(Dataset records)
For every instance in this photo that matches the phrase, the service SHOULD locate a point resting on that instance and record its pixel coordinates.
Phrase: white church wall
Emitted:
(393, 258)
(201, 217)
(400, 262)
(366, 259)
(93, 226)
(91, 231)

- Exercise description -
Rewrite the lines above, changing every "instance" to "occurrence" and leaving everything else as it is.

- Solution for this problem -
For every occurrence in this photo that matches the phrase, the service SHOULD locate a point resting on that occurrence and record its pixel coordinates.
Phrase: white church wall
Emitted:
(393, 258)
(201, 217)
(400, 262)
(366, 259)
(93, 226)
(91, 231)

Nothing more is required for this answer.